Stated exercise
Write out the lines from the line containing "Return one point per instance of the barn" through the final line of the listing below, exactly, omitting every other line.

-- begin --

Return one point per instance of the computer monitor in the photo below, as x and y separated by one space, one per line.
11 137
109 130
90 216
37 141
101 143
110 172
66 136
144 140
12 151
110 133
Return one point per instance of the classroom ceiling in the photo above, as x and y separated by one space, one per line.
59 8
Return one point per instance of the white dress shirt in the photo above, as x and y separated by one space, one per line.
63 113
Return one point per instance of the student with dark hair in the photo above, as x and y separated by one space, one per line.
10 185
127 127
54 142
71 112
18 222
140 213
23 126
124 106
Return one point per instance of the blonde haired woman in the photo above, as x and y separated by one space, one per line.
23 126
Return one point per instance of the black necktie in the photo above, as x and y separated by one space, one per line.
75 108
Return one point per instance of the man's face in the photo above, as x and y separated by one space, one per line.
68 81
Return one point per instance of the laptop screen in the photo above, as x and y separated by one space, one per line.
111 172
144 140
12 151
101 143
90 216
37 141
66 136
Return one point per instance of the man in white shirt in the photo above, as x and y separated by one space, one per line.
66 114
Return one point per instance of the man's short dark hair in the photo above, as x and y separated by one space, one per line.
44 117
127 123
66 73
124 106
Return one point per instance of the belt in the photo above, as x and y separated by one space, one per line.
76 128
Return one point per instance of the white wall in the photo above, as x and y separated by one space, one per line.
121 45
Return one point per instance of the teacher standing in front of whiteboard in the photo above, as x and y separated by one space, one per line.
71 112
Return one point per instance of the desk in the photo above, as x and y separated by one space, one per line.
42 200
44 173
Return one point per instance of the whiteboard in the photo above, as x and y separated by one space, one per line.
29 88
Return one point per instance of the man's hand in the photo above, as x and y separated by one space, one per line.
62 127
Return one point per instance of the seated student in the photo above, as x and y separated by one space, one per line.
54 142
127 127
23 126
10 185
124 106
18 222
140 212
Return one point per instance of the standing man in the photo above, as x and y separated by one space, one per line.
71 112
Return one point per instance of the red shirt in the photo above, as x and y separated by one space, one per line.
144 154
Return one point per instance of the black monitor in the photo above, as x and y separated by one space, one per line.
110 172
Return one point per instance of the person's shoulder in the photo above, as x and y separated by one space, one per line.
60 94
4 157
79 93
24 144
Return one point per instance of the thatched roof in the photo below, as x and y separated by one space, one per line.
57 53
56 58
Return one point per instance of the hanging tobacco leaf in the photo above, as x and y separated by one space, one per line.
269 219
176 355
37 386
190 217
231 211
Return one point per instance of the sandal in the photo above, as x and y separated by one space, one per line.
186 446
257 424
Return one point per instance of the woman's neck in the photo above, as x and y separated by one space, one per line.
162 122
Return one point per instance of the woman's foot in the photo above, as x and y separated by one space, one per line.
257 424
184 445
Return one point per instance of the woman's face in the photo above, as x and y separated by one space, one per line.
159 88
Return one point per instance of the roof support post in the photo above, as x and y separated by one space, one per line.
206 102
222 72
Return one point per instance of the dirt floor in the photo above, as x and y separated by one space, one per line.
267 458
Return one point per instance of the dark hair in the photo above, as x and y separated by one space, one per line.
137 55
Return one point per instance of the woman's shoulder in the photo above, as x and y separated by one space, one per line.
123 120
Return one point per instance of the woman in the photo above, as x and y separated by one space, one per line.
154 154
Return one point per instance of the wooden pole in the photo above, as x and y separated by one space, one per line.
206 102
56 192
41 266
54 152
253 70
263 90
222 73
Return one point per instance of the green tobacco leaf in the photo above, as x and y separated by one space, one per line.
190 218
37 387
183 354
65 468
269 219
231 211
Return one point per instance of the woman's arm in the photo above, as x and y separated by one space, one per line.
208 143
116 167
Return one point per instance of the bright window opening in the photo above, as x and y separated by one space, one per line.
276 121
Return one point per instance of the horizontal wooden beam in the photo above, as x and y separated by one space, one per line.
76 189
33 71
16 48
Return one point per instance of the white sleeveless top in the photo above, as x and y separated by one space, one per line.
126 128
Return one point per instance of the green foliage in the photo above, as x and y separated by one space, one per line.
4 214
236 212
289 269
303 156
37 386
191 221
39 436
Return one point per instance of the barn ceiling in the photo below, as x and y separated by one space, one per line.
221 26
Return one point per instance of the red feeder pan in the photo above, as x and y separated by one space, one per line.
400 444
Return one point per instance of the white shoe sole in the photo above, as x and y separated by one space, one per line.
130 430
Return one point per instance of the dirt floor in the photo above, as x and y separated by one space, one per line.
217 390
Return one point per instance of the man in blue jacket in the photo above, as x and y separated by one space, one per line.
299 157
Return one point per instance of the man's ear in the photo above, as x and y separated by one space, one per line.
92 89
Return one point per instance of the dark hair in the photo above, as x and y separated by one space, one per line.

-- end --

Task response
Return one point per instance of the barn ceiling in the photo below, as x and y separated by one space, one per line.
221 26
Return one point per instance of the red feeder pan in the photo above, as x and y separated by one space, one per line.
400 444
Return one point per instance of the white shoe sole in the photo above, as x and y separated by one space, one per line.
130 430
Return one point per instance of the dirt floor in the photo above, as x and y separated by one space, one per line.
217 390
Return one point per instance of the man in blue jacket in the photo above, as x and y separated by one space, one per line.
299 157
Return one point per instance of the man's ear in the photo above, as x and y separated by one space, one per line.
92 89
Return one point per instance of the dark hair in the photo above, as x and y separated by one space, one per line.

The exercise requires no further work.